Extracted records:

☆ ☆ ☆ ☆ ☆ ☆ ☆

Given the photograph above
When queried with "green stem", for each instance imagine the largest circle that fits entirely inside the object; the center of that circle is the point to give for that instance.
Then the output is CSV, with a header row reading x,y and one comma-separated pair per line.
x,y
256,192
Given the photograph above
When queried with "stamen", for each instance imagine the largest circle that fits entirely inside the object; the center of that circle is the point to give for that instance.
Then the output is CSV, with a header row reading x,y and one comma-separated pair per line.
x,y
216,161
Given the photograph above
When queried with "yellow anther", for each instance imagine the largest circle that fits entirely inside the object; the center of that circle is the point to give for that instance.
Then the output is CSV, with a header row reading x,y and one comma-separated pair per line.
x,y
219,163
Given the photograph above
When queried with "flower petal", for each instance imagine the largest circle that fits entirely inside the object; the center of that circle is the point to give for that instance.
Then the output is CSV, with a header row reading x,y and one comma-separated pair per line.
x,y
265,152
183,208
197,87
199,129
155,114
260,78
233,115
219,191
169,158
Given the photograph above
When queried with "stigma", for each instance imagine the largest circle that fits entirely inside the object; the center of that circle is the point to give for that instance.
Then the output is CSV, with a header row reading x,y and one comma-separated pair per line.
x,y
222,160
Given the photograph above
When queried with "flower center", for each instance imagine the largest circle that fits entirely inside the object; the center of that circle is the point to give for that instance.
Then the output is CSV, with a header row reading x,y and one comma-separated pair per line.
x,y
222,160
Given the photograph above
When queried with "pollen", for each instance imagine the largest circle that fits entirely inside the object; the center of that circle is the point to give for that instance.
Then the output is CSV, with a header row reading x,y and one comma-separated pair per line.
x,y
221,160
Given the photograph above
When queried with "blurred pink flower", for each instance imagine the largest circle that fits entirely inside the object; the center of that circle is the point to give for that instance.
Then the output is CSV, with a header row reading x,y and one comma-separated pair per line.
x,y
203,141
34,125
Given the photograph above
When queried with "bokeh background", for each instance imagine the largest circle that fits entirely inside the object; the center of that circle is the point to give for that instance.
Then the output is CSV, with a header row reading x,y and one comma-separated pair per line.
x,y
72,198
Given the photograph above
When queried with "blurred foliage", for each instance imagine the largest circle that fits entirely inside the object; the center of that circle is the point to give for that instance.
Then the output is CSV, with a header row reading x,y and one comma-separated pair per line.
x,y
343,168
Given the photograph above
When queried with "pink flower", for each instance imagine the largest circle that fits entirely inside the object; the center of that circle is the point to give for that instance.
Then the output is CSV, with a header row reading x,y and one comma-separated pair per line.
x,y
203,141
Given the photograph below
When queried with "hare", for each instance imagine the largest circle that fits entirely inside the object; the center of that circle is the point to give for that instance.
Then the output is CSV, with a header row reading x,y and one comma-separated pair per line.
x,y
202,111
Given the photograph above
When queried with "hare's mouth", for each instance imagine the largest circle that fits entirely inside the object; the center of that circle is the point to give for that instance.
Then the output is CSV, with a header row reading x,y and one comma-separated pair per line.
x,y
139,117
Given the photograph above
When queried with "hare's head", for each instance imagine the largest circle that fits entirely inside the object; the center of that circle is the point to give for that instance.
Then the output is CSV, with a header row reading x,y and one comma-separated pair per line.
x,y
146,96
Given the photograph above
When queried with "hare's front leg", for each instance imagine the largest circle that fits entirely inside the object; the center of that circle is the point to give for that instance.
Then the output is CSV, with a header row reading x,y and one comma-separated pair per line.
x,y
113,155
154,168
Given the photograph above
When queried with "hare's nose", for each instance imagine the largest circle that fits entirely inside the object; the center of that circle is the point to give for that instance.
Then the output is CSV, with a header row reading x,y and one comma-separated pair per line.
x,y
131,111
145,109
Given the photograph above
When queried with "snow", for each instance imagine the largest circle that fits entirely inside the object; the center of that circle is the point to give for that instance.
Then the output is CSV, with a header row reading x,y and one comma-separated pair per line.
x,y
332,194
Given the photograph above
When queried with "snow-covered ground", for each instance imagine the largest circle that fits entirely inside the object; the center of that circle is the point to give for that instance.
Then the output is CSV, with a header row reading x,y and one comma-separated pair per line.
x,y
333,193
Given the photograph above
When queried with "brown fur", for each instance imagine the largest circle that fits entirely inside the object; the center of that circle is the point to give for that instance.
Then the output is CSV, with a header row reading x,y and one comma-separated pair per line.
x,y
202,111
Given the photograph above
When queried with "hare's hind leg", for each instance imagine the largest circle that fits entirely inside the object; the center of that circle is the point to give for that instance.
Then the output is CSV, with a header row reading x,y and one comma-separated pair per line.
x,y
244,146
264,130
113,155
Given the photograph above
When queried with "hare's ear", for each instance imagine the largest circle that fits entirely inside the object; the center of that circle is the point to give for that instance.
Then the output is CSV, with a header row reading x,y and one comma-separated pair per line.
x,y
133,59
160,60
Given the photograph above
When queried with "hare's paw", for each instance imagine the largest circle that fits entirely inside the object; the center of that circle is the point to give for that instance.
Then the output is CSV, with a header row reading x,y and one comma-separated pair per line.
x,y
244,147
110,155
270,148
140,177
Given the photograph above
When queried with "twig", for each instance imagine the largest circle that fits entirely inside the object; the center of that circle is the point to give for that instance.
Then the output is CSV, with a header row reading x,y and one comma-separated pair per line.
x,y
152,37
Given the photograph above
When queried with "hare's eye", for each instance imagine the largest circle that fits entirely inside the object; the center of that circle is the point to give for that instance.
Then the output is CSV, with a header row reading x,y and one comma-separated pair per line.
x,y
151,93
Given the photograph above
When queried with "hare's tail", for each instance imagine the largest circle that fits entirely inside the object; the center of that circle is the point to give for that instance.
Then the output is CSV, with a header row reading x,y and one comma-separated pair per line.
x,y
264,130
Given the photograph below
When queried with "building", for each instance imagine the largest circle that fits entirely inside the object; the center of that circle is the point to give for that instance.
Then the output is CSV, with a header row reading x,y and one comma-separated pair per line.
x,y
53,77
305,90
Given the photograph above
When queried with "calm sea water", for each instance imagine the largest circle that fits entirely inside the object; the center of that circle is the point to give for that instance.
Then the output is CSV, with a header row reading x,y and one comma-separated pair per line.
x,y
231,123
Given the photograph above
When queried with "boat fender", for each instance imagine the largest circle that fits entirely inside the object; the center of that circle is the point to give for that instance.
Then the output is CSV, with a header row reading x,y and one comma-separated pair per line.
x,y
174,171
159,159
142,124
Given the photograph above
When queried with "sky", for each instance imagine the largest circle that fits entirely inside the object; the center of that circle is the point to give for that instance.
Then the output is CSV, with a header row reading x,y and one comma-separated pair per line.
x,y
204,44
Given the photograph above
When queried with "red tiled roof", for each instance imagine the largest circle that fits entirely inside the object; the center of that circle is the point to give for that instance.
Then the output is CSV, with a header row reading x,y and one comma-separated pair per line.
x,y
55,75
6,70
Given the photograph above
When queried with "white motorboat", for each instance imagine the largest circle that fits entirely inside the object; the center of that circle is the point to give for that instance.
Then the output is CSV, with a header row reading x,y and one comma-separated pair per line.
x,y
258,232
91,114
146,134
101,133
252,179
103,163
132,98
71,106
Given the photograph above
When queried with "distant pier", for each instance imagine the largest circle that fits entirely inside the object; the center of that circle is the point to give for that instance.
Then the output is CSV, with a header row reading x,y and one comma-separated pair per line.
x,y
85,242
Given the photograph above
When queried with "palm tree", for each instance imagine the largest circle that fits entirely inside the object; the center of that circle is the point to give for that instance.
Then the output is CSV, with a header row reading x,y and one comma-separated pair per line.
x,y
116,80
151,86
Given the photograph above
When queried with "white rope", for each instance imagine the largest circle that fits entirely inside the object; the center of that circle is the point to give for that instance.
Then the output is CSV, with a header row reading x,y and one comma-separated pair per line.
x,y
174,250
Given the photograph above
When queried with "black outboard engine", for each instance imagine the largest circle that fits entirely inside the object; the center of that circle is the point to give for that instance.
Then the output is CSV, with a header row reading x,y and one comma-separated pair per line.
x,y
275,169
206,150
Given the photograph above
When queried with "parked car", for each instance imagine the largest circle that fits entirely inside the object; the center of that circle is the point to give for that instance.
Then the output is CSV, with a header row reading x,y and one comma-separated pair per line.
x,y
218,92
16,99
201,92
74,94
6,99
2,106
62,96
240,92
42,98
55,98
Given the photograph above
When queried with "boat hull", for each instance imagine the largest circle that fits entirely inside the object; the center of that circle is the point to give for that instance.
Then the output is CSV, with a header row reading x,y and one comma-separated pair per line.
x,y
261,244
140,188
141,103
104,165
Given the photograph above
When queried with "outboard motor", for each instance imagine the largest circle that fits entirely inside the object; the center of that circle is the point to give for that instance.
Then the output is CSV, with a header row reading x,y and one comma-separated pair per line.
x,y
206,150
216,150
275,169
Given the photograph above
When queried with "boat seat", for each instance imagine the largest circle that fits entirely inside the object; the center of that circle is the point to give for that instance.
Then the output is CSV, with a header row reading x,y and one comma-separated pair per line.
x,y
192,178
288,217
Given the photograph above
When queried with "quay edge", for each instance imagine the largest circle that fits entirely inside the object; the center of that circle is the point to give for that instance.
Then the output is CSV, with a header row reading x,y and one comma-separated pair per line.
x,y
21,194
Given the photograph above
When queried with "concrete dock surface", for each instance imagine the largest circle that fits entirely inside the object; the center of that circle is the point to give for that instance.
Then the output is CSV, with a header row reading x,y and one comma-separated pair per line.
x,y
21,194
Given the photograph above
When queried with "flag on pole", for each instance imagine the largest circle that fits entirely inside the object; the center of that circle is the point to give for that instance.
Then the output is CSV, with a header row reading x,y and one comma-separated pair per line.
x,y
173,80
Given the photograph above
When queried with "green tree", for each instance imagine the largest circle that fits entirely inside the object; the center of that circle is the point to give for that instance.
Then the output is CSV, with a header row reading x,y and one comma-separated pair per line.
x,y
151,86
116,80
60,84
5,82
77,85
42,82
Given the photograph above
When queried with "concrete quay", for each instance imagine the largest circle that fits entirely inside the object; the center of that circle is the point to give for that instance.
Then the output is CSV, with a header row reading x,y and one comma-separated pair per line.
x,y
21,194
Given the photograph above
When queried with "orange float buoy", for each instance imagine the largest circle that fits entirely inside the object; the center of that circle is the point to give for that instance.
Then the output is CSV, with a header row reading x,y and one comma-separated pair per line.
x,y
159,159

☆ ☆ ☆ ☆ ☆ ☆ ☆

#### What the exercise asks:
For the records above, state how many lines contain "white", and nothing more.

#### Output below:
2